** BEGIN Text section **
I got a job!

Thursday 16th December 2010

In mid-October back in Thailand I started searching online for jobs in Sydney as a statistician. I found about a couple a week that I was really interested in and applied for. So far I've applied for twelve jobs and had ten rejections without even an interview. Of the two outstanding opportunities, one wouldn't be interviewing till January and the other wanted someone with social sciences experience, so I didn't have high expectations for the rest of this month. In Hoi An, Vietnam we didn't have wifi in our hotel so I went for four days without checking my email.

Tuesday

11:15 local time, just before catching our overnight train to Hanoi I went to the internet cafe and read an email inviting me to an interview with the University of Sydney at 16:00 Australian Eastern time (i.e. 12:00 in Vietnam)! Thoughts raced through my mind - What do I do?!? Of course I want to take the interview, but we had already booked and paid for our train. We'd checked out of the hotel and I don't have a phone. I'm sat in an internet cafe surrounded by boys playing computer games and smoking. I look at my watch and calculate what time we need to get our taxi to Danang (the next town north) where we'll be catching the train.... it's just not going to work.
** END Text section **
Challenge A -
Print every line of the data entries below verbatim, leaving out the pictures.
** BEGIN Data for processing **
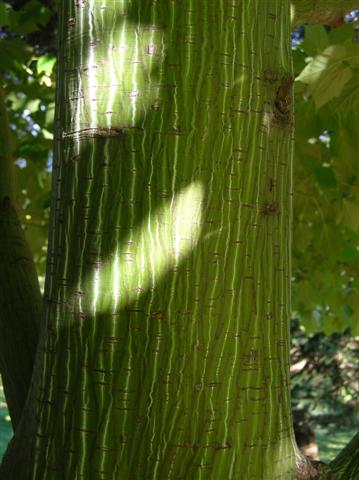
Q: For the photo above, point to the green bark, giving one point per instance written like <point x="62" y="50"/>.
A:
<point x="20" y="298"/>
<point x="166" y="347"/>
<point x="346" y="465"/>
<point x="328" y="12"/>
** END Data for processing **
Challenge B -
Output the portion of the job-search post between "11:15 local time, just" and "going to work.", inclusive, copied word for word.

Answer A -
Q: For the photo above, point to the green bark, giving one point per instance written like <point x="62" y="50"/>.
A:
<point x="20" y="298"/>
<point x="166" y="347"/>
<point x="346" y="465"/>
<point x="328" y="12"/>

Answer B -
11:15 local time, just before catching our overnight train to Hanoi I went to the internet cafe and read an email inviting me to an interview with the University of Sydney at 16:00 Australian Eastern time (i.e. 12:00 in Vietnam)! Thoughts raced through my mind - What do I do?!? Of course I want to take the interview, but we had already booked and paid for our train. We'd checked out of the hotel and I don't have a phone. I'm sat in an internet cafe surrounded by boys playing computer games and smoking. I look at my watch and calculate what time we need to get our taxi to Danang (the next town north) where we'll be catching the train.... it's just not going to work.